■ Supplied data
____________________

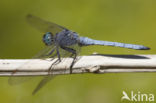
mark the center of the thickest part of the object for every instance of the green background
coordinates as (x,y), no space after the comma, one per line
(129,21)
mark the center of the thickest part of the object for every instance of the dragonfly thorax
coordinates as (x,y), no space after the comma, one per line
(48,38)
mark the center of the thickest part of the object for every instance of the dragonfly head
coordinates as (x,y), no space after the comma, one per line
(48,38)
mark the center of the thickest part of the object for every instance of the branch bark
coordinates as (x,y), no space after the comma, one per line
(94,64)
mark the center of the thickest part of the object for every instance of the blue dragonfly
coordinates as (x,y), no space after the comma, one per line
(62,42)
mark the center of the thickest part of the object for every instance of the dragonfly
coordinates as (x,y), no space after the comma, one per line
(62,42)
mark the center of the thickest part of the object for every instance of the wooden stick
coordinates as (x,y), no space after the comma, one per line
(94,64)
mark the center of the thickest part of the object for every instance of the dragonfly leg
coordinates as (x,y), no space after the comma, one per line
(73,53)
(51,52)
(57,61)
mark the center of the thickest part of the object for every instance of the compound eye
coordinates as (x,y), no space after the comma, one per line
(48,38)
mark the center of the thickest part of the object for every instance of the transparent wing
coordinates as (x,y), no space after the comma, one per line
(42,25)
(13,80)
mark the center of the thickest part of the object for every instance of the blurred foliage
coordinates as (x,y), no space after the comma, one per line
(129,21)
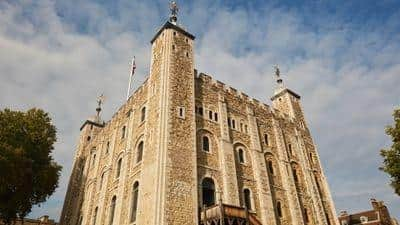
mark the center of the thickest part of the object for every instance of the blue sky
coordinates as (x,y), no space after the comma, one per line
(342,57)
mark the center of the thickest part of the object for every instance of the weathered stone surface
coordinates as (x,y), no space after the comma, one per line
(280,166)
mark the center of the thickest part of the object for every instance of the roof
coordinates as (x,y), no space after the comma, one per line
(283,92)
(175,27)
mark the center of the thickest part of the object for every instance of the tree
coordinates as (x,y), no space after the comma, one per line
(391,156)
(28,173)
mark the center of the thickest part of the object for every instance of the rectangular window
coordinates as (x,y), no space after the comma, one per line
(123,132)
(181,112)
(200,110)
(107,147)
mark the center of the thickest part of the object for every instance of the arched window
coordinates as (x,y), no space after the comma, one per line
(123,131)
(95,216)
(135,194)
(94,159)
(270,167)
(208,191)
(80,220)
(107,147)
(101,180)
(279,209)
(266,139)
(143,114)
(206,144)
(295,177)
(112,210)
(139,152)
(119,165)
(247,198)
(306,216)
(241,155)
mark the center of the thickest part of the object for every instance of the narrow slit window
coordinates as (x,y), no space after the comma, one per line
(271,167)
(200,110)
(241,155)
(112,210)
(123,132)
(107,147)
(247,198)
(95,216)
(135,195)
(139,152)
(143,114)
(206,144)
(119,165)
(279,209)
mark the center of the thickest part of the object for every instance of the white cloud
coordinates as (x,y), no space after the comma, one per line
(60,56)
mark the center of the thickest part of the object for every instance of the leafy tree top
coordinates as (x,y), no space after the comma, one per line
(28,173)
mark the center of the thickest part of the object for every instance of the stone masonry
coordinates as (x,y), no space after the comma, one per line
(147,165)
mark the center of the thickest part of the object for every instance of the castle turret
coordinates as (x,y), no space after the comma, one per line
(286,100)
(172,193)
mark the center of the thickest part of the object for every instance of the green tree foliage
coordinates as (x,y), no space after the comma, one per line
(28,173)
(391,156)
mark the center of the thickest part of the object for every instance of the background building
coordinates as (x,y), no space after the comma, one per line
(185,149)
(379,215)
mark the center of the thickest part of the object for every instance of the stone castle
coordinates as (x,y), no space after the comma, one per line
(186,149)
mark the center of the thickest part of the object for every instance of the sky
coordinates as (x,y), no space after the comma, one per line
(342,57)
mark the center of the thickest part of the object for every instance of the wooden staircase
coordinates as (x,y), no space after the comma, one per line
(223,214)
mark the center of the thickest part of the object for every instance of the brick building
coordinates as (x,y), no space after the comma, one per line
(187,149)
(379,215)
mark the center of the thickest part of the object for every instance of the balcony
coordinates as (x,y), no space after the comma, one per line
(223,214)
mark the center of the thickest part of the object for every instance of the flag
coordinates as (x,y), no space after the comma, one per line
(133,66)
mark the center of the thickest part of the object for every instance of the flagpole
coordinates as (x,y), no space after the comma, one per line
(130,77)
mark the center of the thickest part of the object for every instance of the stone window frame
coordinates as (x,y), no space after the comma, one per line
(108,145)
(95,213)
(267,139)
(142,144)
(181,111)
(133,156)
(252,202)
(143,114)
(306,216)
(279,209)
(209,143)
(111,216)
(118,168)
(241,148)
(102,178)
(124,132)
(216,186)
(136,181)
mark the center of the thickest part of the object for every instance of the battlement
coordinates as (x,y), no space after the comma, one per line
(253,102)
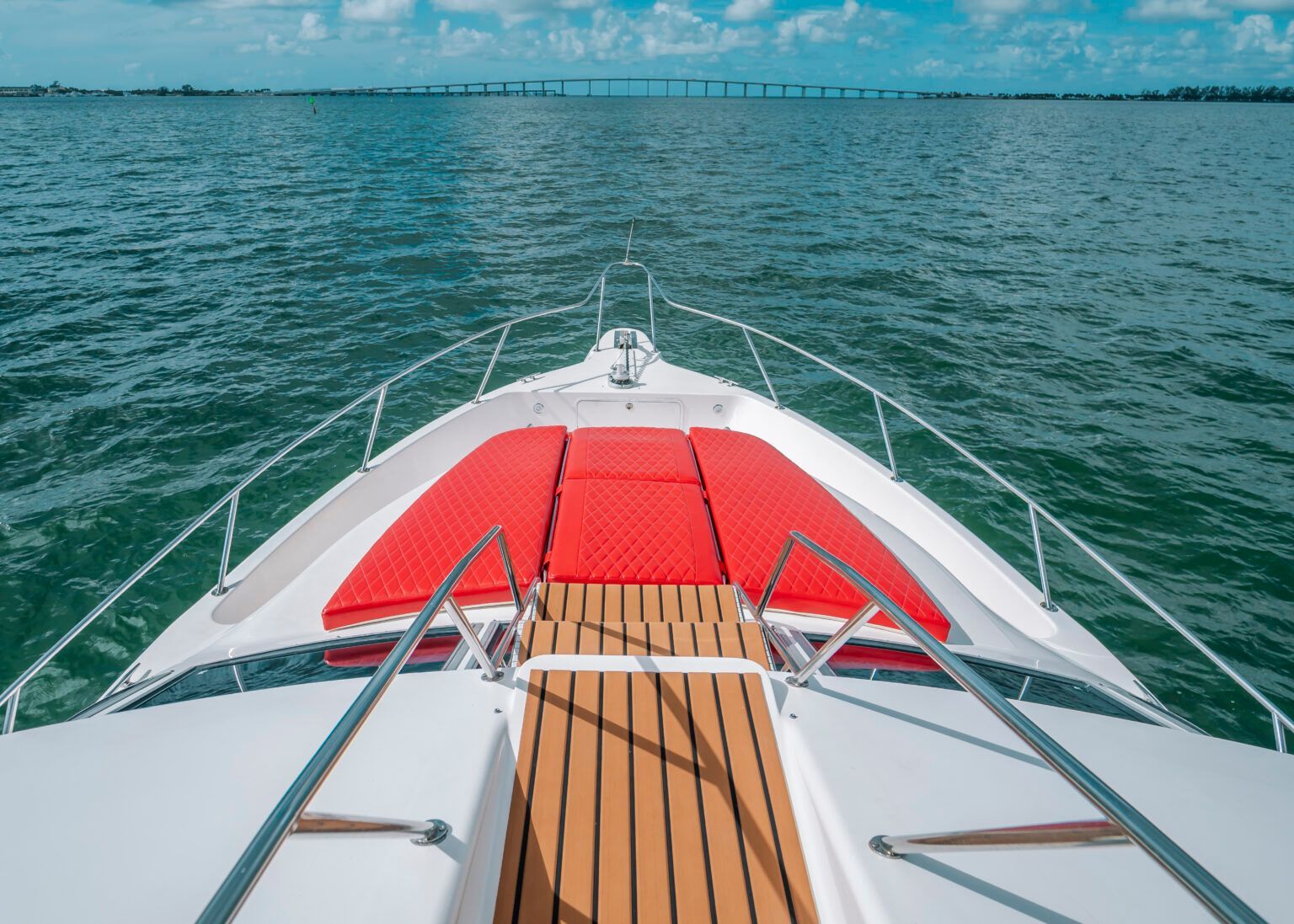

____________________

■ Task details
Find every line in the listing above that contains the word "stone" and copy each one in full.

■ Response below
mark the center of the thickest part of the object for every instance of the weathered stone surface
mark the center of the thickest part of the object for every instance of the stone masonry
mark the center of the thickest part of the object for every instance of the stone castle
mark the center of the thickest part of the object for every instance of the stone window frame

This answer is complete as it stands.